Assignment:
Copy out every line of the entries below exactly as they appear, leaving out the pictures.

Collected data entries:
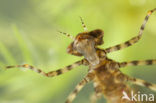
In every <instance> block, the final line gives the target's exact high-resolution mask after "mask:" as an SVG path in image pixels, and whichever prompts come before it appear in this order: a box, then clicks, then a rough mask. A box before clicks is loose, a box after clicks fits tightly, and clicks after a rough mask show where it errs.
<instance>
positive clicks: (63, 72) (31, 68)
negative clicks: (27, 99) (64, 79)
mask: <svg viewBox="0 0 156 103" xmlns="http://www.w3.org/2000/svg"><path fill="white" fill-rule="evenodd" d="M84 63H85V60H84V59H83V60H80V61H77V62H75V63H73V64H71V65H68V66H66V67H64V68H61V69H58V70H56V71H50V72H48V73H45V72H43V71H42V70H41V69H38V68H36V67H33V66H31V65H29V64H24V65H15V66H7V67H6V68H7V69H11V68H16V67H23V68H27V69H31V70H33V71H35V72H37V73H39V74H41V75H43V76H46V77H53V76H57V75H61V74H63V73H65V72H68V71H70V70H72V69H73V68H75V67H77V66H80V65H82V64H84ZM84 65H85V64H84Z"/></svg>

Answer space:
In every <instance> block, the final line gives the target's exact high-resolution mask after "mask:" as an SVG path in image pixels, and whichever prompts come before it appear in this order: a box, then clicks, then a rough mask. A box before clicks is loose, a box after clicks fits tightly, and clicks after a rough mask show where it errs.
<instance>
positive clicks: (63, 72) (31, 68)
negative clicks: (27, 99) (64, 79)
mask: <svg viewBox="0 0 156 103" xmlns="http://www.w3.org/2000/svg"><path fill="white" fill-rule="evenodd" d="M84 63H85V60H84V59H83V60H80V61H77V62H75V63H73V64H71V65H68V66H66V67H64V68H61V69H58V70H56V71H50V72H48V73H45V72H43V71H42V70H41V69H38V68H36V67H33V66H31V65H29V64H24V65H15V66H7V67H6V68H7V69H11V68H16V67H23V68H27V69H31V70H33V71H35V72H37V73H39V74H41V75H43V76H46V77H53V76H57V75H61V74H63V73H65V72H68V71H70V70H72V69H73V68H75V67H77V66H80V65H82V64H84ZM84 65H85V64H84Z"/></svg>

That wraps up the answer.